> _Activity_: All of the entries must appear again exactly as written.

> _Data supplied_:
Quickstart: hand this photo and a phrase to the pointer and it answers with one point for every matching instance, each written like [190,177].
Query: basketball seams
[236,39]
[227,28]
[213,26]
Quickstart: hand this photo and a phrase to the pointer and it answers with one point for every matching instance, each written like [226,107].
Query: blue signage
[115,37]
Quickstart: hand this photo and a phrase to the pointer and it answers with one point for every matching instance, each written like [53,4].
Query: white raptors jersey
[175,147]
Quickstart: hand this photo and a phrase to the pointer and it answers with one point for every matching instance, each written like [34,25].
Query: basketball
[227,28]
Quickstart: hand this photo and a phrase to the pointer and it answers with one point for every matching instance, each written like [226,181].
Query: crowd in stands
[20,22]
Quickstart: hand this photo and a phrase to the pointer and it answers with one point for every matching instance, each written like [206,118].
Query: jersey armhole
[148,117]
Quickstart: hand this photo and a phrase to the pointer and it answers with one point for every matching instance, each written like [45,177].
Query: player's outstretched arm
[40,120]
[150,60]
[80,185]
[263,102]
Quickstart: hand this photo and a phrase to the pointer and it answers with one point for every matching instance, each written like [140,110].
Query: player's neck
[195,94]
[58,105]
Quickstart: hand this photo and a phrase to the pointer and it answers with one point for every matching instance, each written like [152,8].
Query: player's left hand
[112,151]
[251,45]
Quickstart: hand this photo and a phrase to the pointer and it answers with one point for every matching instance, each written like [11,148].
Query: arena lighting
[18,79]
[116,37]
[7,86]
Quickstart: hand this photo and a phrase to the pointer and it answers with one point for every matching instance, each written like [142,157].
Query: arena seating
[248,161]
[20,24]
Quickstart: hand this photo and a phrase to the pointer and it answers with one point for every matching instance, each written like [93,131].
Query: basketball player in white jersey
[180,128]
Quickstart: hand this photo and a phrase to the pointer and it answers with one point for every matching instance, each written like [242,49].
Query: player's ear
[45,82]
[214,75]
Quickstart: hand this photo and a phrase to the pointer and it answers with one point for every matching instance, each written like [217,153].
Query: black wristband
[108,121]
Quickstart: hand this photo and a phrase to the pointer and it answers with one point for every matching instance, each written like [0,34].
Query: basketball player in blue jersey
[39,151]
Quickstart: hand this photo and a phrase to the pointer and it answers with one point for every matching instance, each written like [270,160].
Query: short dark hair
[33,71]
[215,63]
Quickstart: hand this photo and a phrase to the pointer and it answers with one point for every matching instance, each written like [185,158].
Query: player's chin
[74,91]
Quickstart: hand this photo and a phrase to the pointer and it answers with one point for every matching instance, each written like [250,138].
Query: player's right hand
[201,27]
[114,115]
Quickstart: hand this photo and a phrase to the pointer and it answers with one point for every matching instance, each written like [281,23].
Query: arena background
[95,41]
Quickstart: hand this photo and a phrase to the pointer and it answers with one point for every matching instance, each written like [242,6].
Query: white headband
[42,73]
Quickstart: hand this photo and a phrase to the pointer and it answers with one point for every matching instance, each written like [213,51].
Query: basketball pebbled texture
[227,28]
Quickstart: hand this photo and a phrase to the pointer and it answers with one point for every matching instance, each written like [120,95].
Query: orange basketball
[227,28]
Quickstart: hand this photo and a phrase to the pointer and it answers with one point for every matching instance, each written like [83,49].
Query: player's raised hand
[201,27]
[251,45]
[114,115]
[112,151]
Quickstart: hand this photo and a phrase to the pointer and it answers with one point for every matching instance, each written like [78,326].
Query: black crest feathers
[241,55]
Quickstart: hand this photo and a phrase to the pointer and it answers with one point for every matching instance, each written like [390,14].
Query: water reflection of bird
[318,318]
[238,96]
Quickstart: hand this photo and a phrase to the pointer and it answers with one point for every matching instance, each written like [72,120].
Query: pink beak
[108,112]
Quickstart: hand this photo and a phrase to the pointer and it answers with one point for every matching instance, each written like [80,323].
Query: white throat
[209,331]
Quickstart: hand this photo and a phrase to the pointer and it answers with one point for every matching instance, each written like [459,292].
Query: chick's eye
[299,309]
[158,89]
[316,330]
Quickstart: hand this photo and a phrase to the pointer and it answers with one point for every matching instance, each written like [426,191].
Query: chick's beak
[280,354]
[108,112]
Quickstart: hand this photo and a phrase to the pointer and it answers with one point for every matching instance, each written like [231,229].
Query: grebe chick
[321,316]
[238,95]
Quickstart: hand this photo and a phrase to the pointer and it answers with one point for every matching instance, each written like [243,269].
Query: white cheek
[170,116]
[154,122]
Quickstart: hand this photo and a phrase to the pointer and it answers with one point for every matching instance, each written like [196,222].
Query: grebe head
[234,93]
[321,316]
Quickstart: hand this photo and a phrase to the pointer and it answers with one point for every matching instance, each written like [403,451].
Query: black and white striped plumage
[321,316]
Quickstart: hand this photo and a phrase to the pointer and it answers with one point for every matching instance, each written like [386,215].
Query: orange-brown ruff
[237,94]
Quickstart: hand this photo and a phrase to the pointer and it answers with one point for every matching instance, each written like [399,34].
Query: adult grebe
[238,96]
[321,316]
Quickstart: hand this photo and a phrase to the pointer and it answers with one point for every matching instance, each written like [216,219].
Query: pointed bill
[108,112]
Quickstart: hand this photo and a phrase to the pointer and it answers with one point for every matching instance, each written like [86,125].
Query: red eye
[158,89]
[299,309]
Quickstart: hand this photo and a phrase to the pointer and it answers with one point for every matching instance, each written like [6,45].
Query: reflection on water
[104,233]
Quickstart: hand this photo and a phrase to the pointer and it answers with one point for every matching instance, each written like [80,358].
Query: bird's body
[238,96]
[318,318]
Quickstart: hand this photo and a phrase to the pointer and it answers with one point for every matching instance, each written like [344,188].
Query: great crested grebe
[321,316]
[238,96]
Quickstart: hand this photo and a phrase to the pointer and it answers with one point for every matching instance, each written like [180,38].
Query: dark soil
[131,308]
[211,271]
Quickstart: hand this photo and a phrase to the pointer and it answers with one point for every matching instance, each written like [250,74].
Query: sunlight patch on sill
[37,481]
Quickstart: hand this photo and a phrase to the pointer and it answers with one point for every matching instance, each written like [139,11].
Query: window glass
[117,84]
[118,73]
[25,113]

> _Answer to the exercise_:
Quickstart: hand this photo and a phrase to the pointer and it answers with one point for every matching instance, each written like [190,177].
Query: basketball seams
[236,39]
[227,28]
[213,26]
Quickstart: hand this photo and a phrase to the pointer and it answers with one point for every matching instance, each written like [226,107].
Query: blue signage
[115,37]
Quickstart: hand this photo and a phrase to the pointer and it answers with one point for every matching instance, each written like [53,4].
Query: white raptors jersey
[175,147]
Quickstart: hand this photo and a phrase to the pointer and it answers with one point for every matching instance, each written like [34,25].
Query: basketball
[227,28]
Quickstart: hand this photo and a phrase to the pointer and it answers with one point for every matching instance, each written like [226,181].
Query: crowd in stands
[20,22]
Quickstart: hand this photo and a phrase to the pointer and it answers with one point for every matching instance, each written like [206,118].
Query: jersey armhole
[148,117]
Quickstart: hand this photo and a phrase to the pointer and it answers with one point for every matching instance, each written like [45,177].
Query: player's outstretched arm
[40,120]
[150,60]
[80,185]
[263,102]
Quickstart: hand this photo and a phrase to the pointer and it answers with one point for every matching instance, each written like [140,110].
Query: player's neck
[195,94]
[58,105]
Quickstart: hand this photo and a phrase to the pointer and it answers with one point for every matching instance, each written like [152,8].
Query: player's left hand
[112,151]
[251,45]
Quickstart: hand this photo and a phrase to the pointer and it answers with one point for every matching instance, each written like [11,148].
Query: arena lighting
[18,79]
[116,37]
[7,86]
Quickstart: hand this photo and a phrase to the pointer and it answers with one point for every matching instance, each written like [142,157].
Query: arena seating
[248,161]
[20,24]
Quickstart: hand this photo and a phrase to the pointer and it answers with one point for every matching instance, each written like [93,131].
Query: basketball player in white jersey
[180,128]
Quickstart: hand this photo and a phrase to the pointer and it answers with one point for every matching instance, each written like [242,49].
Query: player's ear
[45,82]
[214,75]
Quickstart: hand this photo and a phrase to the pointer and it answers with one point for every matching instance, each written like [217,153].
Query: black wristband
[108,121]
Quickstart: hand this photo and a phrase to the pointer and it answers with one point for every matching instance, each written like [0,34].
Query: basketball player in blue jersey
[39,151]
Quickstart: hand this photo and a phrase to the pointer and it answers with one point for every matching instance, each written like [270,160].
Query: short dark hair
[33,71]
[215,63]
Quickstart: hand this photo and a phrase to the pointer and it answers with one point for every matching instance, each written like [185,158].
Query: player's chin
[74,91]
Quickstart: hand this photo and a phrase to the pointer and it answers with one point for every matching instance, each written like [250,138].
Query: player's right hand
[201,27]
[114,115]
Quickstart: hand this photo and a phrase to the pointer and it answers with one point for every matching instance, each written like [281,23].
Query: arena background
[95,41]
Quickstart: hand this photo and a phrase to the pointer and it answers with one point for every matching instance, each written like [242,6].
Query: white headband
[42,73]
Quickstart: hand this photo and a phrase to the pointer and it answers with one point for every matching instance, each written like [213,51].
Query: basketball pebbled texture
[227,28]
Quickstart: hand this photo and a phrase to the pointer and it answers with one point for every matching instance, each written like [120,95].
Query: orange basketball
[227,28]
Quickstart: hand this photo and a phrase to the pointer and it answers with one point for every matching instance, each written like [83,49].
Query: player's raised hand
[201,27]
[251,45]
[114,115]
[112,151]
Quickstart: hand this photo and a phrase to the pointer and it answers with one point for every matching instance, each written like [78,326].
Query: black crest feathers
[241,55]
Quickstart: hand this photo and a phrase to the pointer and it answers with one point for every matching instance, each written like [390,14].
Query: water reflection of bird
[318,318]
[238,96]
Quickstart: hand this photo and a phrase to the pointer and it answers with one point for every matching instance, each written like [72,120].
Query: pink beak
[108,112]
Quickstart: hand this photo and a phrase to the pointer and it answers with one point for every matching instance, each written like [80,323].
Query: white throat
[209,331]
Quickstart: hand this photo and a phrase to the pointer and it answers with one point for every matching instance, each written like [459,292].
Query: chick's eye
[299,309]
[158,89]
[316,330]
Quickstart: hand this photo and a phrase to the pointer and it answers with one point for every matching instance, each written like [426,191].
Query: chick's beak
[280,354]
[108,112]
Quickstart: hand this photo and a phrase to the pointer and it answers with one point for every matching instance, each written like [231,229].
Query: grebe chick
[321,316]
[238,95]
Quickstart: hand this photo and a phrase to the pointer and it answers with one point for every matching instance, each written like [243,269].
Query: white cheek
[170,116]
[154,122]
Quickstart: hand this photo and a phrase to the pointer and it answers with one point for every matching instance, each written like [196,222].
Query: grebe head
[234,93]
[321,316]
Quickstart: hand this photo and a phrase to the pointer and it answers with one point for every matching instance, each written like [403,451].
Query: black and white striped plumage
[321,316]
Quickstart: hand this photo and a phrase to the pointer and it answers with one point for every matching instance, each written like [386,215].
Query: orange-brown ruff
[237,94]
Quickstart: hand this photo and a phrase to the pointer and it answers with one point for every matching instance, each written like [399,34].
Query: adult grebe
[238,96]
[321,316]
Quickstart: hand this photo and a phrase to the pointer and it answers with one point for every matching instance, each written like [216,219].
Query: pointed bill
[108,112]
Quickstart: hand this photo and a phrase to the pointer and it answers with one point for every matching instance, each written like [86,125].
Query: red eye
[158,89]
[299,309]
Quickstart: hand this photo and a phrase to the pointer and it answers with one point for every matching instance, each written like [6,45].
Query: reflection on water
[104,233]
Quickstart: hand this photo and a phrase to the pointer and it answers with one point for every matching instance, each written like [80,358].
Query: bird's body
[238,96]
[318,318]
Quickstart: hand this photo and a phrase to the pointer and it answers with one point for every matching instance, each written like [344,188].
Query: great crested grebe
[321,316]
[238,96]
Quickstart: hand this photo and a phrase to the pointer and it answers with one point for every matching instance, each written like [180,38].
Query: dark soil
[131,308]
[211,271]
Quickstart: hand this photo and a phrase to the pointer and it answers with one point for every matching instance, each written like [250,74].
Query: sunlight patch on sill
[37,481]
Quickstart: hand this photo and a phrase to the pointer and it answers with one point for every matching instance, each written like [139,11].
Query: window glass
[117,84]
[118,73]
[25,113]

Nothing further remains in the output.